=== Task details ===
Reproduce the items below word for word, from the line containing "Reviewer note: verify that every instance of the hazy" down through the line containing "[[209, 326], [15, 429]]", with both of those lines included.

=== Stored dataset items ===
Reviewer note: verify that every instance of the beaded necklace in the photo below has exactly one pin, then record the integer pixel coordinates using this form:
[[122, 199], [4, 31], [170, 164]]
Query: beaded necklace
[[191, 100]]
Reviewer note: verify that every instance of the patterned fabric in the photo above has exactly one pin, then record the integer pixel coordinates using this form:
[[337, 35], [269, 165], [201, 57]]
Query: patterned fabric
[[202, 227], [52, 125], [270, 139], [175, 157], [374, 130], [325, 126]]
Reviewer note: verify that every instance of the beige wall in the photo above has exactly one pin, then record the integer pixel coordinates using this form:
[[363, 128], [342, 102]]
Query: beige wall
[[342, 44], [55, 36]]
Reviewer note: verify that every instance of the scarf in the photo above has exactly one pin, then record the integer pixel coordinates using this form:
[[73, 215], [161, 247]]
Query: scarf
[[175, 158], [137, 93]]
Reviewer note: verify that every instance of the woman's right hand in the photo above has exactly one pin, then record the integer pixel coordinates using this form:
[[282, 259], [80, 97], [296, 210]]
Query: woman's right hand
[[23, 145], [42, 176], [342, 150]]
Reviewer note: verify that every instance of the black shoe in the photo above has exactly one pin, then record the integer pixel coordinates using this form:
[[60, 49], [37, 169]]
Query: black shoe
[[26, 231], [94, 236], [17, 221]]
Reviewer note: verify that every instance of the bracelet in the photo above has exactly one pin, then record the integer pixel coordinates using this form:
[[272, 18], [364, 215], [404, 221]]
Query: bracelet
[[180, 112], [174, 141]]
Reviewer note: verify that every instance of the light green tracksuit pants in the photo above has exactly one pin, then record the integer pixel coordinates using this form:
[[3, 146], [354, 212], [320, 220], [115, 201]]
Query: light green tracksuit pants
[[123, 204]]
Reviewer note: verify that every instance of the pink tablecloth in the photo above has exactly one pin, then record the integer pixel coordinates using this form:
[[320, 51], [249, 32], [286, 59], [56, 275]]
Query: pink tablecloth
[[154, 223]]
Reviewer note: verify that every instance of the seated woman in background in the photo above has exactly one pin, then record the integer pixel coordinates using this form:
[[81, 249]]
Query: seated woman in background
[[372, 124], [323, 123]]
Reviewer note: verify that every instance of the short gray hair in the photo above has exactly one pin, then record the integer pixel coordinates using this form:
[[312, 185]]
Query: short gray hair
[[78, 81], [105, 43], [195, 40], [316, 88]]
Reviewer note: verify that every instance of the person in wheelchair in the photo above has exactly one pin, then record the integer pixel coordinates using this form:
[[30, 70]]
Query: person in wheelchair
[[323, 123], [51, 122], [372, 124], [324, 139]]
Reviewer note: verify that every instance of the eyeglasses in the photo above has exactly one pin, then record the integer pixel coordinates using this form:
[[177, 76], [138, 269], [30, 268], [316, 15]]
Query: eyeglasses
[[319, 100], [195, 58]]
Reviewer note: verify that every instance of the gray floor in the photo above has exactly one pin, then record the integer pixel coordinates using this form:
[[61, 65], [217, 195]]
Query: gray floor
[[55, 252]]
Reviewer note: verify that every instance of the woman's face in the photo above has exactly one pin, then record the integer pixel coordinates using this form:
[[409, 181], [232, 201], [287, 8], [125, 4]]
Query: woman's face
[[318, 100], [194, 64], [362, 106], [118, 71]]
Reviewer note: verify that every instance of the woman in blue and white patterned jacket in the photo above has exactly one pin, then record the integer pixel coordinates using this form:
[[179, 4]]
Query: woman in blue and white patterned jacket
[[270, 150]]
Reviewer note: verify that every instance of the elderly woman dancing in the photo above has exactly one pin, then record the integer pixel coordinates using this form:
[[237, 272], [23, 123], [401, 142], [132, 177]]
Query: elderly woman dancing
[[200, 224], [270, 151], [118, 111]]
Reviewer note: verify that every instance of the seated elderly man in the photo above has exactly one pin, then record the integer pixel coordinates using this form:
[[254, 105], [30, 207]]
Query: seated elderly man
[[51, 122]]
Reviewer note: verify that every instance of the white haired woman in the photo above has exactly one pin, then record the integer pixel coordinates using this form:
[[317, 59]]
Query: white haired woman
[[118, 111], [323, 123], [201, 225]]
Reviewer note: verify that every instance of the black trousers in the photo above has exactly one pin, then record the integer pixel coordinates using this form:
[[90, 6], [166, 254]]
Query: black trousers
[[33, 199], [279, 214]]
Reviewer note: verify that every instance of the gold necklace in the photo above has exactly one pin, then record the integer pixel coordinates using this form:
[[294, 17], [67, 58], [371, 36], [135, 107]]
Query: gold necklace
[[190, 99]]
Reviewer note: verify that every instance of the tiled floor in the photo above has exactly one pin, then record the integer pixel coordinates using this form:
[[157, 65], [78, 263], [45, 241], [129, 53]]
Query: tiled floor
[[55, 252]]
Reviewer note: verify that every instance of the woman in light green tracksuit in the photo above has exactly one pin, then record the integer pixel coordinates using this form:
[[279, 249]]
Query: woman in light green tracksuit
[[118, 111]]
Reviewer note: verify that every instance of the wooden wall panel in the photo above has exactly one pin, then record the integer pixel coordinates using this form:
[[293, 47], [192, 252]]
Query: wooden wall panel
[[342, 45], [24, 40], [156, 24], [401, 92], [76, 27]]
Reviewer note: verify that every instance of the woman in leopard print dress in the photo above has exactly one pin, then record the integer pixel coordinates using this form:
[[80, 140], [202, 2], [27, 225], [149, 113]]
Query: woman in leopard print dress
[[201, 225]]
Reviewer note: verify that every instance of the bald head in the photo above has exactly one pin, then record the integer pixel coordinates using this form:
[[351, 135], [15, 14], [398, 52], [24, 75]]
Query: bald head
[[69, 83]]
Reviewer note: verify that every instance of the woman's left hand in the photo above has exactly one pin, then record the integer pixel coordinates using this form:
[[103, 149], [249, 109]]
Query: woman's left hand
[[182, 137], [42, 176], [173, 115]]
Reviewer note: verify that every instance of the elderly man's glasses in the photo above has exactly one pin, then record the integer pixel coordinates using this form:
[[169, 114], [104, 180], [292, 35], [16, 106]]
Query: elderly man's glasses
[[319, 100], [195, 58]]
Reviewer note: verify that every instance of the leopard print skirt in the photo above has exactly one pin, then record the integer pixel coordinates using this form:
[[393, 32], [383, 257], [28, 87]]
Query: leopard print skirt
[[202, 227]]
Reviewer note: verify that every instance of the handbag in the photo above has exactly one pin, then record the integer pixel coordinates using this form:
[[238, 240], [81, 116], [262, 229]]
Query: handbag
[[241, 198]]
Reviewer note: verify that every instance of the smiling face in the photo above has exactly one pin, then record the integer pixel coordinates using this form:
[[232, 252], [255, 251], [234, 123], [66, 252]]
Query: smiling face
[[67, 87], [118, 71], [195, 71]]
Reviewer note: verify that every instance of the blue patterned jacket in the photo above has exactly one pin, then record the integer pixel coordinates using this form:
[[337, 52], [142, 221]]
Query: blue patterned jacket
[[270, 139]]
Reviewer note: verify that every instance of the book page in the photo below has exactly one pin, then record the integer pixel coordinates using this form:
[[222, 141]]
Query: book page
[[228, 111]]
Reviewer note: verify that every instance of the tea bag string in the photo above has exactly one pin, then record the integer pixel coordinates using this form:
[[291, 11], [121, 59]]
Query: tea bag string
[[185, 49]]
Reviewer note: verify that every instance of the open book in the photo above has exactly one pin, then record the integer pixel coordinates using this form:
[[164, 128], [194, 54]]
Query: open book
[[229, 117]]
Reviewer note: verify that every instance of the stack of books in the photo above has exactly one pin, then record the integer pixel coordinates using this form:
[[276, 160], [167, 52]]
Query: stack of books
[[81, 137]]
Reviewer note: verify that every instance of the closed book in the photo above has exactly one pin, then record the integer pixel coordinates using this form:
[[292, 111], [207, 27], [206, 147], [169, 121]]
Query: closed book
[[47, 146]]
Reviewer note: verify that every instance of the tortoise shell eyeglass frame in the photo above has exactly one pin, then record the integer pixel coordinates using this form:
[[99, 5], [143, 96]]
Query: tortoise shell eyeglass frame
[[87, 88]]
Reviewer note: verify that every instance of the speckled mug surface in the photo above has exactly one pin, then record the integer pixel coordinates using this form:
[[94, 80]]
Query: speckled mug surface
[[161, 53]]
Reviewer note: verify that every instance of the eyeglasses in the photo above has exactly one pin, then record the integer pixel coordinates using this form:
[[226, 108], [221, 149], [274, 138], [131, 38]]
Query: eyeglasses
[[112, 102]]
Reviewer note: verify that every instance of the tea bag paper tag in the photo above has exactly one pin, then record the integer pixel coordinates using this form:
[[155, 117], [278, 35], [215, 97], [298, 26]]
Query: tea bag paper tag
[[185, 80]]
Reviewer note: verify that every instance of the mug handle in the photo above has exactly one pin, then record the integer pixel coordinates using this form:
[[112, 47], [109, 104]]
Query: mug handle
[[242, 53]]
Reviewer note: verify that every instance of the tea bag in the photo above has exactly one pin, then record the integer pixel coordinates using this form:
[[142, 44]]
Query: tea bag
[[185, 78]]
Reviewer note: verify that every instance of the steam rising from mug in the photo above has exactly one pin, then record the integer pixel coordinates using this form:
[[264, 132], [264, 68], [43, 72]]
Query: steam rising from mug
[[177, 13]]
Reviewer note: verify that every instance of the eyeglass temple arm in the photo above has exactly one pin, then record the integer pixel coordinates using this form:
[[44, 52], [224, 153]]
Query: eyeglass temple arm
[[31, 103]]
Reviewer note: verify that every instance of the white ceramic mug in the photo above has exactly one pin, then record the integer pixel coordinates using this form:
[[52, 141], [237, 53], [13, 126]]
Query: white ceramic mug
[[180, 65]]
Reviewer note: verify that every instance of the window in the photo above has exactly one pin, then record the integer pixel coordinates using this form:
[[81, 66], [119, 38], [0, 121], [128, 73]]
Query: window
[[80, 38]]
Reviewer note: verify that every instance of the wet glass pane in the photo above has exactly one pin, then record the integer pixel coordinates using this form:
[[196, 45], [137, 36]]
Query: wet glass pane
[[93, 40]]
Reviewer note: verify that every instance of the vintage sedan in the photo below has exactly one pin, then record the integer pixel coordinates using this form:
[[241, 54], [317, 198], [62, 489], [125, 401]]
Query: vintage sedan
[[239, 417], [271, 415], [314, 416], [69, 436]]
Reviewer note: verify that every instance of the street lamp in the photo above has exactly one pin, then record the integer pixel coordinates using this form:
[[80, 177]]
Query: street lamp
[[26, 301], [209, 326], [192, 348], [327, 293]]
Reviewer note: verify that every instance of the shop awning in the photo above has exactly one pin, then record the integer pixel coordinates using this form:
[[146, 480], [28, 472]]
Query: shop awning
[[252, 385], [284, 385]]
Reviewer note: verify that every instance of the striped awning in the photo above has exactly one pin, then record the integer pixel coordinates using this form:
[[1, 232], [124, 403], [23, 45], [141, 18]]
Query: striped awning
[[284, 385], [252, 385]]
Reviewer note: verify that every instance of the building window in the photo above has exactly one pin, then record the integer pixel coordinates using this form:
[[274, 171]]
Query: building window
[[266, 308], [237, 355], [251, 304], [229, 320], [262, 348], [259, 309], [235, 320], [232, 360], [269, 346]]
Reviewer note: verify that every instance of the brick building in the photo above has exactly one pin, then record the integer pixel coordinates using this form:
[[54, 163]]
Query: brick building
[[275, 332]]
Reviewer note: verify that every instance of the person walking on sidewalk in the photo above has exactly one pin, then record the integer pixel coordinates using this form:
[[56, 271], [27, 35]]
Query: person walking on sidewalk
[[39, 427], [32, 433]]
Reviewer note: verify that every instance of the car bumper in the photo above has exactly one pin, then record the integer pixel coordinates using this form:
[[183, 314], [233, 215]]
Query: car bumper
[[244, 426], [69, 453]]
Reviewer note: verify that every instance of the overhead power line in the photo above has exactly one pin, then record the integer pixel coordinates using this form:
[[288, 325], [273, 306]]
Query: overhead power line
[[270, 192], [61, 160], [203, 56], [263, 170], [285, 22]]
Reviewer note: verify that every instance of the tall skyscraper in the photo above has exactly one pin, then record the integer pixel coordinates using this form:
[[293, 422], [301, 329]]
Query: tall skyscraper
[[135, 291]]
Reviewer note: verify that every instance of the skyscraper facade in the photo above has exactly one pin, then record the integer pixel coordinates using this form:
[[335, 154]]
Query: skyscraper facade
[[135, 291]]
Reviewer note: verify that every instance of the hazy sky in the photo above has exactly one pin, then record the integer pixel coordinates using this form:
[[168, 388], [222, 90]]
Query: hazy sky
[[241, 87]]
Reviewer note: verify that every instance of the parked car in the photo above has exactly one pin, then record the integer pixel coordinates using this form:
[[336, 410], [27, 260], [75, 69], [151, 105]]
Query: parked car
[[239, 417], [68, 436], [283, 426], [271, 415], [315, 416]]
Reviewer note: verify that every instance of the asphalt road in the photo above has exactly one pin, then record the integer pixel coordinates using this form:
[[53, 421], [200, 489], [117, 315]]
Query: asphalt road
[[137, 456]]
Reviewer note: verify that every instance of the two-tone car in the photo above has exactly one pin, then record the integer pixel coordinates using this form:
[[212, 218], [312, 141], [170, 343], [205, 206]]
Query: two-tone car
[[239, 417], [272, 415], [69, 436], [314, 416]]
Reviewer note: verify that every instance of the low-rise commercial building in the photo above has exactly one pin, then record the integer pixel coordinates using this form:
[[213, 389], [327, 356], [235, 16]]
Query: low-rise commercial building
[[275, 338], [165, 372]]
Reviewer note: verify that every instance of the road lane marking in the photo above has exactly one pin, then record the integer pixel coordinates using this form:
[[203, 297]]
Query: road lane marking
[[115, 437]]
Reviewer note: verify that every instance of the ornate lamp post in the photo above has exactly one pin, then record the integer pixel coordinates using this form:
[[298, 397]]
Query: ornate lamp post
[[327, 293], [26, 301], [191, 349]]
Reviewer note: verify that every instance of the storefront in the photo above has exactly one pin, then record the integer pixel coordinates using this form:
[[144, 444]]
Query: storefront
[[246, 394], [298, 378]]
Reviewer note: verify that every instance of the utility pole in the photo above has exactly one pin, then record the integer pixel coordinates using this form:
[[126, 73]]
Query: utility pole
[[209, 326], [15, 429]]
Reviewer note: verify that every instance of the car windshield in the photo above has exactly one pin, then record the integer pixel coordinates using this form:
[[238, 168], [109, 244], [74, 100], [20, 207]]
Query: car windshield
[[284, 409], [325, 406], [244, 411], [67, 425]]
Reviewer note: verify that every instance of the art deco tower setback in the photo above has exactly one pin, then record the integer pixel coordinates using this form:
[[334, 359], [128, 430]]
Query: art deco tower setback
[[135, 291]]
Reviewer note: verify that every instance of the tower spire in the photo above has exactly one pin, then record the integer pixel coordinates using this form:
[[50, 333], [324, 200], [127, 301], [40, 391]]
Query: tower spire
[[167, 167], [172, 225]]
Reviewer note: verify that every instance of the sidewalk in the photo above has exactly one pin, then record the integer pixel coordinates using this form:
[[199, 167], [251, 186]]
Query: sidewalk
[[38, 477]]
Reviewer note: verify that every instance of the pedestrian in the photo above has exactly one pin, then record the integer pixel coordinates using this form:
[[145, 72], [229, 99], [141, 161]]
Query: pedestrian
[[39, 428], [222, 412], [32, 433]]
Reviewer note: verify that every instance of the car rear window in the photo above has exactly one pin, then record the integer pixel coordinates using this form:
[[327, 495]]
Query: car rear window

=== Output for this task ===
Reviewer note: verify that every instance of the hazy sky in the photo above has exactly one pin, then record the integer pixel coordinates using this form:
[[168, 388], [222, 90]]
Query: hazy sky
[[241, 87]]
Reviewer note: verify that every instance of the parked car in the photo above has exactly one pin, then record the integer pixel coordinates using this form:
[[336, 410], [27, 260], [75, 69], [151, 105]]
Query: parked car
[[239, 417], [68, 436], [283, 426], [271, 415], [315, 416]]
Reviewer note: verify that every instance of the asphalt road in the photo above has exactly one pin, then record the integer pixel coordinates using this form:
[[53, 421], [200, 489], [117, 315]]
Query: asphalt road
[[137, 456]]
Reviewer note: verify that every instance of the two-tone car in the photo above has exactly one pin, then record the integer pixel coordinates using this form:
[[212, 218], [312, 141], [170, 343], [205, 206]]
Query: two-tone car
[[239, 417], [272, 415], [69, 436], [314, 416]]
Reviewer note: verify that every instance of the low-rise commercial building in the photo above has exactly one pin, then record the integer pixel coordinates using this form:
[[213, 389], [327, 356], [235, 16]]
Query: low-rise commercial building
[[275, 338], [165, 372]]
Reviewer note: verify that every instance of the road lane marking in the photo above has exactly one pin, then record the integer pixel coordinates using this form:
[[203, 297]]
Query: road lane marking
[[115, 437]]
Reviewer note: verify that every instance of the ornate lamp post in the photo above has exactly one pin, then record the integer pixel coordinates using this form:
[[298, 397]]
Query: ornate lamp post
[[327, 293], [26, 301], [191, 349]]
Reviewer note: verify that every instance of the storefront in the photo above has exactly one pin, then record the integer pixel coordinates using this form:
[[144, 444]]
Query: storefront
[[246, 394], [298, 378]]
Reviewer note: verify that every instance of the utility pole in the photo above has exactly one pin, then record the integer pixel coordinates using this form:
[[126, 73]]
Query: utility pole
[[209, 326], [15, 429]]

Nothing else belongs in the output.